**WHAT NEEDS TO BE DONE:** Extract every line in the items below that contains the string "utility" and copy each one unchanged.

**EXTRACTED DATA:**
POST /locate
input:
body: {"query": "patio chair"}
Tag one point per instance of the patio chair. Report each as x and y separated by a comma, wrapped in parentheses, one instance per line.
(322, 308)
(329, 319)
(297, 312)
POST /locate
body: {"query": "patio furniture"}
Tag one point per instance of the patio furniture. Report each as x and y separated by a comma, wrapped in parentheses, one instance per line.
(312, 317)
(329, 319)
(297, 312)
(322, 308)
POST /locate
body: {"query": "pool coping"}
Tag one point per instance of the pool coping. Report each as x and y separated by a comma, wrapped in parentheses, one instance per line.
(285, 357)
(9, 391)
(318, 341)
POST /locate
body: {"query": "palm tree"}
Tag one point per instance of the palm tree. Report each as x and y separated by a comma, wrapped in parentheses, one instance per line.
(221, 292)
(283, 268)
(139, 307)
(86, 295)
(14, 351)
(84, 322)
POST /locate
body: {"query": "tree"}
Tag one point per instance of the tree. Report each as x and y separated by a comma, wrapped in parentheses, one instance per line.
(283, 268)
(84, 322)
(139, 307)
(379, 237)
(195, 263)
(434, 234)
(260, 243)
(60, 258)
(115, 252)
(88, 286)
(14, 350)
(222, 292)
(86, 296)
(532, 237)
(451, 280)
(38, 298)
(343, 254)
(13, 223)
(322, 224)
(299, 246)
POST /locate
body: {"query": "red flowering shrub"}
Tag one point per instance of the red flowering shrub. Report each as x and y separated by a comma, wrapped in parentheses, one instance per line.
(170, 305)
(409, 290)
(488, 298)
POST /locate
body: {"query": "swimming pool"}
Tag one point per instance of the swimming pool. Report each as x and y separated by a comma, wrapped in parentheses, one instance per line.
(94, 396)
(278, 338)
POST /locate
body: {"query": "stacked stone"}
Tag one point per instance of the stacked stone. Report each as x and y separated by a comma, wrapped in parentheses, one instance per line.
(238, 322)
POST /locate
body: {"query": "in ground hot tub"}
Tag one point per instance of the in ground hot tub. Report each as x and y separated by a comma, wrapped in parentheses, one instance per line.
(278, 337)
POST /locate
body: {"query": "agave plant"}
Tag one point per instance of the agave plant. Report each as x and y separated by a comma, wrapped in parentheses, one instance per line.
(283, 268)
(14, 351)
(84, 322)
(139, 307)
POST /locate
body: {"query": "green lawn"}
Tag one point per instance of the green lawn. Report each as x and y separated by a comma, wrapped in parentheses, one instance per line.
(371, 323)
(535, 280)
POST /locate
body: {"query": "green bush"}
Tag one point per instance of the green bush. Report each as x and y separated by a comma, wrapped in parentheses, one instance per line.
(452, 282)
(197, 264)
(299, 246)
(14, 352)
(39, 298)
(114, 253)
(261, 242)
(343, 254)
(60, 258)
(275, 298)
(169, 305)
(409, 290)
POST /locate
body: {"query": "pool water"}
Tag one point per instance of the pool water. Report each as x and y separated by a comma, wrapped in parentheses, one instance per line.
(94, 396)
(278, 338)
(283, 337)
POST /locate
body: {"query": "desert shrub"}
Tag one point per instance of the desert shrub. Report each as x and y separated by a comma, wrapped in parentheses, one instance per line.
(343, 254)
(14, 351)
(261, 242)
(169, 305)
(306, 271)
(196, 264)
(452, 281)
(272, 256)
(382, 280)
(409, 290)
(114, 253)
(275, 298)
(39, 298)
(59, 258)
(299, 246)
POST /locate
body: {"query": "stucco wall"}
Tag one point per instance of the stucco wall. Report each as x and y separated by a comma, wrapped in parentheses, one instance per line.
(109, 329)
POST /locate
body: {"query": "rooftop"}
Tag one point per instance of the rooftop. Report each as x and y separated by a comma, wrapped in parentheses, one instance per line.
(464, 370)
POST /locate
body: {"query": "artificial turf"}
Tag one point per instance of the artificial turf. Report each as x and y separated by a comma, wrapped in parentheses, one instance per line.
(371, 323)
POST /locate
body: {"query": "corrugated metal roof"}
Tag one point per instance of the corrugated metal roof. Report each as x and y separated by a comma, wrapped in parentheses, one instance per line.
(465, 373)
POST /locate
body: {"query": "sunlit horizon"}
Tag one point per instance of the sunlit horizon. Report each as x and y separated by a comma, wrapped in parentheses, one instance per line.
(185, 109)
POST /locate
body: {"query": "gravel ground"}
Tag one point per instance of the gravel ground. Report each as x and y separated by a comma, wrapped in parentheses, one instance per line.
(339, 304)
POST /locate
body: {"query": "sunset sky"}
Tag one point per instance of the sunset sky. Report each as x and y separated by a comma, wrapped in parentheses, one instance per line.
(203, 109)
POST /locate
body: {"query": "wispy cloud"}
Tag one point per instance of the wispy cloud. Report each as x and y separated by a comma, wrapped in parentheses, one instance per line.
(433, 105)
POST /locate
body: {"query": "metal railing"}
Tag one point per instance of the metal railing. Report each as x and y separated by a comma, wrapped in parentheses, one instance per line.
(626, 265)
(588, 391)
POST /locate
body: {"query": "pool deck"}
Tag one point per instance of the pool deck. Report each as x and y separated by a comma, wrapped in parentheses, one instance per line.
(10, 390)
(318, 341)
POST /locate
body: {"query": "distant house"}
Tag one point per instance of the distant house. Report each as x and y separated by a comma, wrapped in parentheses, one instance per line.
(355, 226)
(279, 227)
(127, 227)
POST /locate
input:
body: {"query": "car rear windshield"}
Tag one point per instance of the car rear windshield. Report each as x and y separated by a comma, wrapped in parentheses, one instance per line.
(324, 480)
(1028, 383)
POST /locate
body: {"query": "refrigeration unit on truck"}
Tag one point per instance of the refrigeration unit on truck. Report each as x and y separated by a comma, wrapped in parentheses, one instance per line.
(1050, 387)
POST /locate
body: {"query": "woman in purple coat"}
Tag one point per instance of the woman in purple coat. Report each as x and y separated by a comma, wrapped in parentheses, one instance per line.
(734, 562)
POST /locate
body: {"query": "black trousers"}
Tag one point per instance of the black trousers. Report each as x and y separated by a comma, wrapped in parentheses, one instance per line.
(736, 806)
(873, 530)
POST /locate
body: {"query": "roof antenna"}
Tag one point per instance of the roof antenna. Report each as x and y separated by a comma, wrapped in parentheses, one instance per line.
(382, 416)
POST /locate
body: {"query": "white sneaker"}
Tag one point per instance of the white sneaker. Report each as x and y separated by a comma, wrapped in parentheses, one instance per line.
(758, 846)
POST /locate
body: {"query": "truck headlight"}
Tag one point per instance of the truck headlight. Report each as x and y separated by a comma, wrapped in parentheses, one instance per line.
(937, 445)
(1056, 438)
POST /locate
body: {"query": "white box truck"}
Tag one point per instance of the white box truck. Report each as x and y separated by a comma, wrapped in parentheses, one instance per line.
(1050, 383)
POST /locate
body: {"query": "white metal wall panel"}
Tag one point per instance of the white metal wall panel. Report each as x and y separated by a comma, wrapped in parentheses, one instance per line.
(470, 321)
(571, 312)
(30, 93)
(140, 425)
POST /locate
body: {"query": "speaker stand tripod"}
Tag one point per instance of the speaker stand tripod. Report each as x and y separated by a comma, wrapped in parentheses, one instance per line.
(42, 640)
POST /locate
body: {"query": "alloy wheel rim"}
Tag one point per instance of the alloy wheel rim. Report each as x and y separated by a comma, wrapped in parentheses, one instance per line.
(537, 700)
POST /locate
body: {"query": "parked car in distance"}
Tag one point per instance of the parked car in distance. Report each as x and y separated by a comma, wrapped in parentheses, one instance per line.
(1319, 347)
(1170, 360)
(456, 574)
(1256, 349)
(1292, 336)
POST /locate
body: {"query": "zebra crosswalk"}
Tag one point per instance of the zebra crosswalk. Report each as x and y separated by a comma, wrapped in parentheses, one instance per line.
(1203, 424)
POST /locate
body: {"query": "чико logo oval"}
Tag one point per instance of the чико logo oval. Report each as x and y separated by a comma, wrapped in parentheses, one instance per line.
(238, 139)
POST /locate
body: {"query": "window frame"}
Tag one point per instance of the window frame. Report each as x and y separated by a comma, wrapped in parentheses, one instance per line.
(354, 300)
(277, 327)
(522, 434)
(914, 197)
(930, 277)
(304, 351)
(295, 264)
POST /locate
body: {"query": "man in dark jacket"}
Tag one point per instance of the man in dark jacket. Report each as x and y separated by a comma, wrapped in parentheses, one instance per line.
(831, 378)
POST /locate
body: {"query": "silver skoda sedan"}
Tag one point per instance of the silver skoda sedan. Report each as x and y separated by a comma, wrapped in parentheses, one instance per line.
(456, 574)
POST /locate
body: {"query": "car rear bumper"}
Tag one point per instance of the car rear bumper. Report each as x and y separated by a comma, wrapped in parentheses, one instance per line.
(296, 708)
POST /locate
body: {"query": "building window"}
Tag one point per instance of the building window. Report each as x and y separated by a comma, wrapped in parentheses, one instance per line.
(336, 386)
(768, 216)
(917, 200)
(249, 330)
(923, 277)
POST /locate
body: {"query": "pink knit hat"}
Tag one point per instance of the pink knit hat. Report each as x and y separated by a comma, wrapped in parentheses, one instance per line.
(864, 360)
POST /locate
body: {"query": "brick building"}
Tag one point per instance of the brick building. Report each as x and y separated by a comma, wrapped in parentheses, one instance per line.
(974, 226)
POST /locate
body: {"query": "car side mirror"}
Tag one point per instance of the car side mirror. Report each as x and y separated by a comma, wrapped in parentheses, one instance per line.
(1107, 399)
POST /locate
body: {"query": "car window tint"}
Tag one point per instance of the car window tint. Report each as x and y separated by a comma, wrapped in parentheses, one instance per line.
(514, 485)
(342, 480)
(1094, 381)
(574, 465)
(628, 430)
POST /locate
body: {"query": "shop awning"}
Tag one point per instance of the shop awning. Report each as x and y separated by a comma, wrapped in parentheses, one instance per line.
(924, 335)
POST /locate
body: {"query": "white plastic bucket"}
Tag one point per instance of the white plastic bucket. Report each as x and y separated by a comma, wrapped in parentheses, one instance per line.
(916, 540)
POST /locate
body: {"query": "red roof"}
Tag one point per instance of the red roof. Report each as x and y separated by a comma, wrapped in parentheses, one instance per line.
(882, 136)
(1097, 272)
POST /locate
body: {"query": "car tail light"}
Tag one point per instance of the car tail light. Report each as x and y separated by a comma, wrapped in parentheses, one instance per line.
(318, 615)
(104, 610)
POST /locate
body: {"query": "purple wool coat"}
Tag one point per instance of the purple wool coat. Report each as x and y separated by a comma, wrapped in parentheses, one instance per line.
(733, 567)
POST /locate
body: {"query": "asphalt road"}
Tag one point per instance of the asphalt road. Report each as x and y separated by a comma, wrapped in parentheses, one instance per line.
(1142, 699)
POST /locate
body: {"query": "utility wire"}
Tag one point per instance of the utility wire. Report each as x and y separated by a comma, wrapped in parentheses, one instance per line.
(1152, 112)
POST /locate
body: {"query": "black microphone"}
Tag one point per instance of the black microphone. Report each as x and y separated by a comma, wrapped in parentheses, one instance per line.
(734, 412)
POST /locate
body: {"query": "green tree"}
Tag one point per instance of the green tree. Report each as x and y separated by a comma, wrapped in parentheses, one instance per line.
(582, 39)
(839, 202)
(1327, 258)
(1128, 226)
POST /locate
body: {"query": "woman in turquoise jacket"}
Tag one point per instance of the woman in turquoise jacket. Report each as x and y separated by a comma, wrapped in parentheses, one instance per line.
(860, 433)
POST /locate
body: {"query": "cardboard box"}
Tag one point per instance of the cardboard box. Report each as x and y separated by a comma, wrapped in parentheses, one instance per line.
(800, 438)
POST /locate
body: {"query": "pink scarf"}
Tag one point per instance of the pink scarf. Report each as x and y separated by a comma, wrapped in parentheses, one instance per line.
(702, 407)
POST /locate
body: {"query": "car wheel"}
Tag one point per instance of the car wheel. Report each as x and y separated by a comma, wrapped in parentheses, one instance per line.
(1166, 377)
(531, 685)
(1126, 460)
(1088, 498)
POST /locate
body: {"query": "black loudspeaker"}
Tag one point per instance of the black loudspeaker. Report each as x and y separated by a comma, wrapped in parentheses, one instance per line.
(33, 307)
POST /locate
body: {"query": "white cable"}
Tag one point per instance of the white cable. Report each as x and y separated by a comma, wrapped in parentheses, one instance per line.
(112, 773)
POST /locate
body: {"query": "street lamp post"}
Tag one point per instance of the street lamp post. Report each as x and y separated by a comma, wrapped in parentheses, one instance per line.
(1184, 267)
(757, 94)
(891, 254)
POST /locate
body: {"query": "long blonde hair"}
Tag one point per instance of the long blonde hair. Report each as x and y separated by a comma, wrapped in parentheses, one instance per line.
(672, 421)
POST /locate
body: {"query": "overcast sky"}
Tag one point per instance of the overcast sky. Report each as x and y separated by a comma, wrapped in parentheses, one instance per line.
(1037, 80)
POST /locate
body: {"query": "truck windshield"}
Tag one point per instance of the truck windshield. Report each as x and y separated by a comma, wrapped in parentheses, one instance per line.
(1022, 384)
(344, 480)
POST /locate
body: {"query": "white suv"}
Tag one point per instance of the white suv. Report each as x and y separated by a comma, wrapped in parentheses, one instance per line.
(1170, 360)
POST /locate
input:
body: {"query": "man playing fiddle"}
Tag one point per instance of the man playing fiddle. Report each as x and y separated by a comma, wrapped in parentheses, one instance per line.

**EXERCISE OUTPUT:**
body: {"query": "utility wire"}
Tag one point per instance of the utility wire. Report each as x and y separated by a comma, wrapped in parentheses, one instance per line.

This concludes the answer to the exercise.